*Directions*
In the following material, identify every line holding the string "below" and return it.

================================

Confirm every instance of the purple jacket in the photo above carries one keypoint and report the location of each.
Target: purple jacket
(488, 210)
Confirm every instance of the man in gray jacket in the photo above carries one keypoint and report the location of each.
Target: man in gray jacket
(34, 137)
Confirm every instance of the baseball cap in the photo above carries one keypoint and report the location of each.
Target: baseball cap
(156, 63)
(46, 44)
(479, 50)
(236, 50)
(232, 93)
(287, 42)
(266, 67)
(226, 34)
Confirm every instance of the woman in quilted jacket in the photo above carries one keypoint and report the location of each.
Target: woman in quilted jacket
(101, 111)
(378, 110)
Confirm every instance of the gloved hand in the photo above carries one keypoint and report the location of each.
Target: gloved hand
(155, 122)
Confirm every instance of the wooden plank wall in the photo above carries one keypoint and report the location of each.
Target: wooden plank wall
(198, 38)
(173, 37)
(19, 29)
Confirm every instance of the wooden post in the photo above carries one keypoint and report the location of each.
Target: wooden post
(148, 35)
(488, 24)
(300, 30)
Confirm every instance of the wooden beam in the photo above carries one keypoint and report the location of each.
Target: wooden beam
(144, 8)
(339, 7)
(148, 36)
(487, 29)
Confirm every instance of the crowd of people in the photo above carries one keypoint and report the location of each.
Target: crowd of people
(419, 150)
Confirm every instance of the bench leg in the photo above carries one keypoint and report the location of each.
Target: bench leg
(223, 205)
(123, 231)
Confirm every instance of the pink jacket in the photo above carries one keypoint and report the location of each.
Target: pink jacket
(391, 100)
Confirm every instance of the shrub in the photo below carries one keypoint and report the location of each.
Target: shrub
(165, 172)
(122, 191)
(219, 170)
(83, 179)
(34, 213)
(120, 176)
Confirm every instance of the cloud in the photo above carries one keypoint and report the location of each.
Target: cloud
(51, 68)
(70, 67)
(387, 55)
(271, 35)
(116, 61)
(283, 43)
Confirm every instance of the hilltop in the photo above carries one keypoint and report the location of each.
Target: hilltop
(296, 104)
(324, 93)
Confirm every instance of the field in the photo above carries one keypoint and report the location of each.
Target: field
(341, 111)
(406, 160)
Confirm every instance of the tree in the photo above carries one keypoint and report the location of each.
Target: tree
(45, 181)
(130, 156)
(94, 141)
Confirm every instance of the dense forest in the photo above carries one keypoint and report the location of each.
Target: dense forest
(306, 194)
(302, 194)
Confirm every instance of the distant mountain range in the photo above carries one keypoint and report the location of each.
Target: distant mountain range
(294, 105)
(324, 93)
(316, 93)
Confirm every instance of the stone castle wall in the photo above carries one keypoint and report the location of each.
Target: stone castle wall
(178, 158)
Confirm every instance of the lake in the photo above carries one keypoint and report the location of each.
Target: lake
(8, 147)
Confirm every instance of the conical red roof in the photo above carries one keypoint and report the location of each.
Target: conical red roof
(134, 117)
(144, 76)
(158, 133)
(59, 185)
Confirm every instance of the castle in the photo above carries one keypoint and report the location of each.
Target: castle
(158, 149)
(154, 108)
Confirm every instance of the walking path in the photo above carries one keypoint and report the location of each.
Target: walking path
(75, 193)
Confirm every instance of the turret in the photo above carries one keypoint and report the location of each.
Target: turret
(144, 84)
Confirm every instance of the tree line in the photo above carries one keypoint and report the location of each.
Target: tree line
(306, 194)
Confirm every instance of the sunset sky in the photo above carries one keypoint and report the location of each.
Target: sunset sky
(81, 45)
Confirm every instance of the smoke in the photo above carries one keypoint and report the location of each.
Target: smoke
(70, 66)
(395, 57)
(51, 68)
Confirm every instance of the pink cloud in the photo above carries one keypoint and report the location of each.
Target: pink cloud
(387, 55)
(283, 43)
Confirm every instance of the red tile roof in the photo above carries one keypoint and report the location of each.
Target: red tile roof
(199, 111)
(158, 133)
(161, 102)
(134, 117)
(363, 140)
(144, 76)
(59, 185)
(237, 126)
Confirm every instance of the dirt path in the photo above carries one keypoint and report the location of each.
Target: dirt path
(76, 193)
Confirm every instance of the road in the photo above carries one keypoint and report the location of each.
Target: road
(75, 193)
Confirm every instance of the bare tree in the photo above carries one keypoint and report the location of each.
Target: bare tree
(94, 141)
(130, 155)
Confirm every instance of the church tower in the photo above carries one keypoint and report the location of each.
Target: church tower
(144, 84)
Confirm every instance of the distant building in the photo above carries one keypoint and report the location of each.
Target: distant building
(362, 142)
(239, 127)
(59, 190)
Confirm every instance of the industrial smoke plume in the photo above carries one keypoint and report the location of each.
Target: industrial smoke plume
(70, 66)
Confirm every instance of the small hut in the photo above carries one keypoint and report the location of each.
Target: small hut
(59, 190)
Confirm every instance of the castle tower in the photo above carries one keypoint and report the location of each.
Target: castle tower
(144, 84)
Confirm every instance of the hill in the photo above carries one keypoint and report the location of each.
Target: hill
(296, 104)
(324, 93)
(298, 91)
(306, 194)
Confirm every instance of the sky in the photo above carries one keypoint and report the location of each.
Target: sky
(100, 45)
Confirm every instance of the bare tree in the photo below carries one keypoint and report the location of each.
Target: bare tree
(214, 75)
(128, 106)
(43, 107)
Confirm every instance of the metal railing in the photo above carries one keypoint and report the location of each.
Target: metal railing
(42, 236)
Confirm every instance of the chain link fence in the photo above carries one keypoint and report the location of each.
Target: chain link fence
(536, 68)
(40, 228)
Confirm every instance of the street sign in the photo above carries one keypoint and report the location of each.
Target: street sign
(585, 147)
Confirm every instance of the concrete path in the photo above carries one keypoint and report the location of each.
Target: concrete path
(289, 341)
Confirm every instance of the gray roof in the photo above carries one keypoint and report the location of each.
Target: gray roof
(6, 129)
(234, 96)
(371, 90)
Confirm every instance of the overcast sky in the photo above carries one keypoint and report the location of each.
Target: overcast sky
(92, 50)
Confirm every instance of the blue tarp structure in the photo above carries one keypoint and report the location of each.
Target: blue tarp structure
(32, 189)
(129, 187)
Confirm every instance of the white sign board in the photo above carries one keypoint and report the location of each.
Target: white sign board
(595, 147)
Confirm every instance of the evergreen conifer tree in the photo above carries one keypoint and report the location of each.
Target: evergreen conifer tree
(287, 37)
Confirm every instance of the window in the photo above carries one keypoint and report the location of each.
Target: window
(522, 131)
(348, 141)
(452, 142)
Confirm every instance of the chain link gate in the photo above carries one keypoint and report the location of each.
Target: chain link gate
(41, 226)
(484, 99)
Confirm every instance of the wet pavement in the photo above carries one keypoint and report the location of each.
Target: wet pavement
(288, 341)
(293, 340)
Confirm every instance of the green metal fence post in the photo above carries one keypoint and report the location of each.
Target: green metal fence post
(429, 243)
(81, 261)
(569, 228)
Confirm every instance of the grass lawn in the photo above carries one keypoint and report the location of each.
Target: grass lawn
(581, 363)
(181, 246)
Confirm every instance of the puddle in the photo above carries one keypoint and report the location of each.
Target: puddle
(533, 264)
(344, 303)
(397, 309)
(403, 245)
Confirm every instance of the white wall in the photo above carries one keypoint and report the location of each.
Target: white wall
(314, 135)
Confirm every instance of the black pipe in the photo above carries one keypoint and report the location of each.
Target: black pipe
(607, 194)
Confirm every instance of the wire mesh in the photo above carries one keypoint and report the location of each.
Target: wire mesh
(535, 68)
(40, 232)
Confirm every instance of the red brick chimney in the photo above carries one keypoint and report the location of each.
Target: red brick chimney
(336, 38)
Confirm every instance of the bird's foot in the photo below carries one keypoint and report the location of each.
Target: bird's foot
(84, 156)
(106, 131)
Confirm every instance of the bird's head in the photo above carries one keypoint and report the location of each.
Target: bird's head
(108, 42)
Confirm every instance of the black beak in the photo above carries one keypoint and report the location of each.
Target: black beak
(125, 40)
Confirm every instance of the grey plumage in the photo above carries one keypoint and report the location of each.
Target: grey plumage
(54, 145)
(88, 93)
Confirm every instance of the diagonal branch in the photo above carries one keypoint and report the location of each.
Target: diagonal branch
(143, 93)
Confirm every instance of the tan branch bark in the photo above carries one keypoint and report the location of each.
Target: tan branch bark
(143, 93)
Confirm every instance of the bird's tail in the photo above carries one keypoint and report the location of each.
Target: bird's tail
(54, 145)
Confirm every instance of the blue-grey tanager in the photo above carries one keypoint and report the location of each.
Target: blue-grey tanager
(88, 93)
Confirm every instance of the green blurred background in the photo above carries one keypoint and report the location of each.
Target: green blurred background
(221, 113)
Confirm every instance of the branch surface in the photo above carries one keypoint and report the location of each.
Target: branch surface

================================

*Response area*
Confirm every instance of the shrub in the photo below carries one keypoint and report the location of each.
Confirm every instance of the bare tree in the photo below carries one keypoint and report the location of each.
Confirm every instance of the bird's foot in the photo below carries one keypoint and report the location of each.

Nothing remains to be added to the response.